Members of Aryan Brotherhood prison gang sentenced



A jury deadlocked earlier this year on the death penalty.
SANTA ANA, Calif. (AP) -- Three members of the Aryan Brotherhood prison gang were sentenced Tuesday to life in prison for what prosecutors called decades of terrorizing some of the nation's most dangerous penitentiaries.
The three were among the first defendants to stand trial as federal prosecutors try to dismantle the gang and its drug-dealing operations.
Barry "The Baron" Mills, Tyler "The Hulk" Bingham and Edgar "The Snail" Hevle were convicted on charges including murder, conspiracy and racketeering.
Mills, 58, and Bingham, 59, showed no reaction when the sentences were announced. Both hugged their attorneys before marshals escorted them out.
They had been eligible for the death penalty, but a jury deadlocked earlier this year during the trial's penalty phase.
U.S. District Judge David O. Carter said the sentence was appropriate for crimes "spanning well over 30 years of murder and organizational murder."

> [EXERCISE INSTRUCTIONS] Resume the news report on the Aryan Brotherhood sentencing, picking up right after its final sentence. The dataset entries that come next play no part in this work.

> [Dataset entries]

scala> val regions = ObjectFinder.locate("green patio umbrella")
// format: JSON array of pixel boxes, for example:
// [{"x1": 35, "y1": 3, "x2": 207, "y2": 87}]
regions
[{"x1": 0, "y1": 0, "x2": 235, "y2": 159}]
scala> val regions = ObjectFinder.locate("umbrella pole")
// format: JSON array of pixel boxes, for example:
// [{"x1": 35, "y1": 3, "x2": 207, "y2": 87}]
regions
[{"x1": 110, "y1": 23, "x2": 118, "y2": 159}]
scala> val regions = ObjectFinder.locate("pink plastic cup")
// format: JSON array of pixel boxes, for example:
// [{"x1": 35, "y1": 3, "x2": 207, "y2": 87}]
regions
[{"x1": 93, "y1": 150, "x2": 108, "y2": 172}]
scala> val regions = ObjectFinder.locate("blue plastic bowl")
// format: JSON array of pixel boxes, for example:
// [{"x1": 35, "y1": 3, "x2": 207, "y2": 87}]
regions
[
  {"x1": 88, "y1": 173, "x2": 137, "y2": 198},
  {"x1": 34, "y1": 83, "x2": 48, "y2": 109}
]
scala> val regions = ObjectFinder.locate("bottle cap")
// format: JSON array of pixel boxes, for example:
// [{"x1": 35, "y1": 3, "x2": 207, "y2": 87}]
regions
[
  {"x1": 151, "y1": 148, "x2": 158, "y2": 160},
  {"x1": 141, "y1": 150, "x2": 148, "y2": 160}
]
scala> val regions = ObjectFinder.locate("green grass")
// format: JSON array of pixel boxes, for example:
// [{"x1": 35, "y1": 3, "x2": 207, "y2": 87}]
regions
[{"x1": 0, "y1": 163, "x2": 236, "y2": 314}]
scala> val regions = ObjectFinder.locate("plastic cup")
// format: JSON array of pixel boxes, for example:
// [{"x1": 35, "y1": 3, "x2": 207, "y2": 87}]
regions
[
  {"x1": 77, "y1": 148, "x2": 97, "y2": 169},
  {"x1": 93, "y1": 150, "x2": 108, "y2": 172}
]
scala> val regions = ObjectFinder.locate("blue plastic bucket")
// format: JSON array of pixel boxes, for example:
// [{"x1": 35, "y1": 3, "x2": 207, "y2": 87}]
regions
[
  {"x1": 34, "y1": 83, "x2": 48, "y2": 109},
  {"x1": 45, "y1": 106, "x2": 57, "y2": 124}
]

> [EXPECTED ANSWER]
Among other crimes, Mills and Bingham were convicted for inciting a race riot at a prison in Lewisburg, Pa., in 1997 that killed two black inmates, both alleged members of the rival DC Blacks prison gang.
Hevle and the fourth defendant, Christopher Overton Gibson, were convicted of conspiring to murder the black inmates.
Mills, Bingham and Hevle also were convicted of a count of murder for the killing of a prisoner at the Lompoc, Calif., penitentiary in 1989.
The judge sentenced Hevle, 55, on Tuesday to three consecutive life sentences.
Gibson, 47, is recuperating from back surgery and has not been sentenced. He could get 20 years to life in prison for racketeering and conspiracy.